**The problem**
Say how many lines in this listing include the word "sought", with no other words in the reply.

+++

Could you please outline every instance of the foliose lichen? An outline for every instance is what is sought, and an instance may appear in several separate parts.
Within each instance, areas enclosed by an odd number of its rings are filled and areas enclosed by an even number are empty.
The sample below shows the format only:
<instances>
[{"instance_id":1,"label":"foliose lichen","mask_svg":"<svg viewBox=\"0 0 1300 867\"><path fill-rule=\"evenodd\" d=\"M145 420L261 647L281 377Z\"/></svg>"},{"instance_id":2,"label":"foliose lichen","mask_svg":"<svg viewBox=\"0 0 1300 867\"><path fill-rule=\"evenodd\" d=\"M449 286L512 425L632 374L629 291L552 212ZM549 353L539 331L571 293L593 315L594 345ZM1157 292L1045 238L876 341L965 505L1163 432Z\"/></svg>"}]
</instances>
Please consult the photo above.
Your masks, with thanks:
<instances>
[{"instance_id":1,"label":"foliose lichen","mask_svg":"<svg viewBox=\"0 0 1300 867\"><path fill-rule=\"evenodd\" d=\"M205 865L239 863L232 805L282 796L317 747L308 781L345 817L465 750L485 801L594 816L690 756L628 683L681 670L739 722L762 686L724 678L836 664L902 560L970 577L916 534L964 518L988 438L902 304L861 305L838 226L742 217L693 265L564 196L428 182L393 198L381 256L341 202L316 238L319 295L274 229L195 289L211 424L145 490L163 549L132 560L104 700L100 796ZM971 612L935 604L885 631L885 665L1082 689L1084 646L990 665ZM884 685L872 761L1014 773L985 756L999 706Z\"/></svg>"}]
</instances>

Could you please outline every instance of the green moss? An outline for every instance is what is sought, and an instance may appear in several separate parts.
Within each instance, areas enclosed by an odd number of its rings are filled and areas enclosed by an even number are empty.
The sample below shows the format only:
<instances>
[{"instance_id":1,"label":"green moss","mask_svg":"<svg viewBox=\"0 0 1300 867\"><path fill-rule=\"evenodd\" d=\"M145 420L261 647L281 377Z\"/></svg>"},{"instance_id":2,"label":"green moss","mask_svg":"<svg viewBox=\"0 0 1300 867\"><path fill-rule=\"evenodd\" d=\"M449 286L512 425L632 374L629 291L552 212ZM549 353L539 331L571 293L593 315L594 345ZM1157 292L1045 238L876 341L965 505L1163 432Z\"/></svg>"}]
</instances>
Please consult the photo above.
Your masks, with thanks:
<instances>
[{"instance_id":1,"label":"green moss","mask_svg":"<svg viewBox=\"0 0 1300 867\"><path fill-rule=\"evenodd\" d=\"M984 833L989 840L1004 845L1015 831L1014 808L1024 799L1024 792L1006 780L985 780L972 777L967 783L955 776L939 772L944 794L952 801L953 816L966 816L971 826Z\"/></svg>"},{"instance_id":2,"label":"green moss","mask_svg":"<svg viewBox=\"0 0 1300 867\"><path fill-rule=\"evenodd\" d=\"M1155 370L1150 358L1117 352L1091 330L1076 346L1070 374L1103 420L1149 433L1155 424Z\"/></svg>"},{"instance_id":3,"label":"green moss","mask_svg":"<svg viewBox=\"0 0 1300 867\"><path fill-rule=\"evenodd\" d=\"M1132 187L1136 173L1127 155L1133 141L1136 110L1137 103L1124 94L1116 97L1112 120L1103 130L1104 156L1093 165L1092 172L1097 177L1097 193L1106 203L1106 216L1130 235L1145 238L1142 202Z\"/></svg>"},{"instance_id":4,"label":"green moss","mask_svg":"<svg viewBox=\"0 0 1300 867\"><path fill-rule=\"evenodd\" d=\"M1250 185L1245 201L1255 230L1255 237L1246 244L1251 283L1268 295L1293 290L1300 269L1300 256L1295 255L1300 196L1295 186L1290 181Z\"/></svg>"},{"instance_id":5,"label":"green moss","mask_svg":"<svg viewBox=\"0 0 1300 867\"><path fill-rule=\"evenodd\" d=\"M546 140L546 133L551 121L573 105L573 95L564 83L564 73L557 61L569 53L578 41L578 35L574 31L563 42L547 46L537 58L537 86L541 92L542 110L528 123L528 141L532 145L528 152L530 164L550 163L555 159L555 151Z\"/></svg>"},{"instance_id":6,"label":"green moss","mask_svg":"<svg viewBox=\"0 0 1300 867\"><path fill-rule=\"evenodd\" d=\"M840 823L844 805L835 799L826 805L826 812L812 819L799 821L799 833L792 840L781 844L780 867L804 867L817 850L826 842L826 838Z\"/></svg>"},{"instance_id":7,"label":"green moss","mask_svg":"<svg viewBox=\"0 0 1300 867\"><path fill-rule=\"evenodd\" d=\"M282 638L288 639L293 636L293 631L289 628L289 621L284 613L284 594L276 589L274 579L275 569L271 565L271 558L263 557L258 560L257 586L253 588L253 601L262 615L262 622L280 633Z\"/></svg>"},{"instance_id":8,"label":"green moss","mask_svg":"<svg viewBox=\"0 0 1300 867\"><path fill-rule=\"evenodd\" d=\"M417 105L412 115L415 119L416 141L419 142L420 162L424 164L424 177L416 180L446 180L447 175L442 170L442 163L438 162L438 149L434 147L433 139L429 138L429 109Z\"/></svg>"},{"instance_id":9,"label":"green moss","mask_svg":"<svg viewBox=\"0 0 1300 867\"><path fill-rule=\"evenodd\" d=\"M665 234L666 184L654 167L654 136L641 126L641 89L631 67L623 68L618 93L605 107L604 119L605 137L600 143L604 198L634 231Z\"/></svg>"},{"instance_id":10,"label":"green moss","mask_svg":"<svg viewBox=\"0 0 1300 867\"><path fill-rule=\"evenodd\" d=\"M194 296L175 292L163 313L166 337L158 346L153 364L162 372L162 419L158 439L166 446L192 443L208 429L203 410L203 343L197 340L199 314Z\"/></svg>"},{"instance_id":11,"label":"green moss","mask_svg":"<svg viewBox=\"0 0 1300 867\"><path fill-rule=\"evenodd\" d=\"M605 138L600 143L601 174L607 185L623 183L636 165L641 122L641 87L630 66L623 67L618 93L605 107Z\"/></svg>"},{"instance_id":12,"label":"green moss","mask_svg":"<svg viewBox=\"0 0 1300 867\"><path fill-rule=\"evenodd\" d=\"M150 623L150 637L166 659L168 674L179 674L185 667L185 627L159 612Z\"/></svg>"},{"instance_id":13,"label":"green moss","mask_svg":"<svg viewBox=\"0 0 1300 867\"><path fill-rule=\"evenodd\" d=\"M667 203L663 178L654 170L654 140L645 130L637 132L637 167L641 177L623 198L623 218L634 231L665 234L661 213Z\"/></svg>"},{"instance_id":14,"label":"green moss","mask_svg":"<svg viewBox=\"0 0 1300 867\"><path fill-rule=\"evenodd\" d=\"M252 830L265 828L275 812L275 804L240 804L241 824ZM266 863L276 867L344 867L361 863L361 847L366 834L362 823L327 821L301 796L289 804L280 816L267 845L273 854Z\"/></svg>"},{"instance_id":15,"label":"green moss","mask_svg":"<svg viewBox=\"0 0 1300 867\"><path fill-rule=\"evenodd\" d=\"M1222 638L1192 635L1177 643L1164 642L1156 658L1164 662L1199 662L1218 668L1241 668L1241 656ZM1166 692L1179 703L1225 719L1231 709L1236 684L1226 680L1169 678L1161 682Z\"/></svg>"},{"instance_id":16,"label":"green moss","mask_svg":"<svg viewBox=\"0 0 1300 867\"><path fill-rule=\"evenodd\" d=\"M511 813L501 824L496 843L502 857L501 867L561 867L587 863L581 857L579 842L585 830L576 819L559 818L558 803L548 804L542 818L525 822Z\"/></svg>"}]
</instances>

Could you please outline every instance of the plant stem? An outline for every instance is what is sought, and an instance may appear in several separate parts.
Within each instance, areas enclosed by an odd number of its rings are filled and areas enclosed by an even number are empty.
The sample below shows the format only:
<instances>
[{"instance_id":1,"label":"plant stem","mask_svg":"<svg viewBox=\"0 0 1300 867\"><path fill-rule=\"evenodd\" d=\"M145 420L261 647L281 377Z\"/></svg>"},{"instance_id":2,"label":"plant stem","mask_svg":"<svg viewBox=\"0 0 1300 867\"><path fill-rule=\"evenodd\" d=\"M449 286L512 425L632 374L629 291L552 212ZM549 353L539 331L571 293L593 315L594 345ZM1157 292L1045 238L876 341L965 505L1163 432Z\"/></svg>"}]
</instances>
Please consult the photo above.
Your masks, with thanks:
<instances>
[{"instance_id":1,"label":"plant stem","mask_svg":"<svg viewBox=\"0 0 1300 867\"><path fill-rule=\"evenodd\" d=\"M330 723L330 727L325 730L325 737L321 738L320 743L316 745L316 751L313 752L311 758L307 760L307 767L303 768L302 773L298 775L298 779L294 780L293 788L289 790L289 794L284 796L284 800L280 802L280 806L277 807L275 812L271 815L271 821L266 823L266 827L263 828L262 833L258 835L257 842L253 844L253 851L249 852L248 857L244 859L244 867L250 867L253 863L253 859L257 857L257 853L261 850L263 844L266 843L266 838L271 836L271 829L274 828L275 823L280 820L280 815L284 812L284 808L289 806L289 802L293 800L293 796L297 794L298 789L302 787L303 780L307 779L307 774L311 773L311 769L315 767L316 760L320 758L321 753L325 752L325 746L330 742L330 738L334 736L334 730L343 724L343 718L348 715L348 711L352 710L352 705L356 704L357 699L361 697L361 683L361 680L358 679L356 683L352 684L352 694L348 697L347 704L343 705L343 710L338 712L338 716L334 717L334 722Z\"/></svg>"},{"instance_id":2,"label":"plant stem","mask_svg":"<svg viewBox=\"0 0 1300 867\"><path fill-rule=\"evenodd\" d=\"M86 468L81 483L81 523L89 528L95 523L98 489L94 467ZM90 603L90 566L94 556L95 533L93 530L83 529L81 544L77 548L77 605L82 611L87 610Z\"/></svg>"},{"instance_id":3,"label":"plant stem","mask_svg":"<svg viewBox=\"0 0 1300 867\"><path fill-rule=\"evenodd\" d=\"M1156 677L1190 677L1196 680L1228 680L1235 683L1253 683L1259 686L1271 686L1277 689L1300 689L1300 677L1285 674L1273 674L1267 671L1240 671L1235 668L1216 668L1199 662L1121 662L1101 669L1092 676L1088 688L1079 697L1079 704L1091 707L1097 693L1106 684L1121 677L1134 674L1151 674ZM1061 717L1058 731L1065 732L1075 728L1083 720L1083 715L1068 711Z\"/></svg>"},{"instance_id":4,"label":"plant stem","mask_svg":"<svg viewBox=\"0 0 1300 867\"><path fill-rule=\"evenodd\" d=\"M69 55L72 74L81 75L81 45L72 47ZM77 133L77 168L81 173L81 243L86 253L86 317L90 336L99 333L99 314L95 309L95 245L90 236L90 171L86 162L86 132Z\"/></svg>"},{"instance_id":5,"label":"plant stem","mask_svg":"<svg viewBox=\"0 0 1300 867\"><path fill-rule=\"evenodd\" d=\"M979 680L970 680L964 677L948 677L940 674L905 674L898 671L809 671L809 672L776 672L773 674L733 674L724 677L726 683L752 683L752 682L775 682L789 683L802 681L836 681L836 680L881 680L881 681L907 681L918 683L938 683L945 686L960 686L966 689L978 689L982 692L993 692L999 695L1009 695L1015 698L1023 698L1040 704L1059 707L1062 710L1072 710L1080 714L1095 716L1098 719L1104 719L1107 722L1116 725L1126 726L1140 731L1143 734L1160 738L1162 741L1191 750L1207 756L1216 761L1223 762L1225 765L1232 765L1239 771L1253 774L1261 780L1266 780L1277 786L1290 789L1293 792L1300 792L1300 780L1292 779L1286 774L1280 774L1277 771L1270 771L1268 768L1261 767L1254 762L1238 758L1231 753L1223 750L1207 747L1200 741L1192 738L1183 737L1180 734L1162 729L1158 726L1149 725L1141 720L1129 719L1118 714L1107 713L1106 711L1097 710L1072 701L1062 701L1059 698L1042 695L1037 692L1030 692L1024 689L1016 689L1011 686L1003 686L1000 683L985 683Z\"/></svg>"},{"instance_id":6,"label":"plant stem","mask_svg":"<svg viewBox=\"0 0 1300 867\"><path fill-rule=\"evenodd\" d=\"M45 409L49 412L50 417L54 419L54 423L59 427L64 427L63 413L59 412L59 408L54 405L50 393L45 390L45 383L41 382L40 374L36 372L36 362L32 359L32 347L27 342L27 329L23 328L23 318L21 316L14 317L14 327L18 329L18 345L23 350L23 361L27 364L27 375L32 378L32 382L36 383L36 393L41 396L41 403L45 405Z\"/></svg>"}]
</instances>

+++

**Answer to this task**
3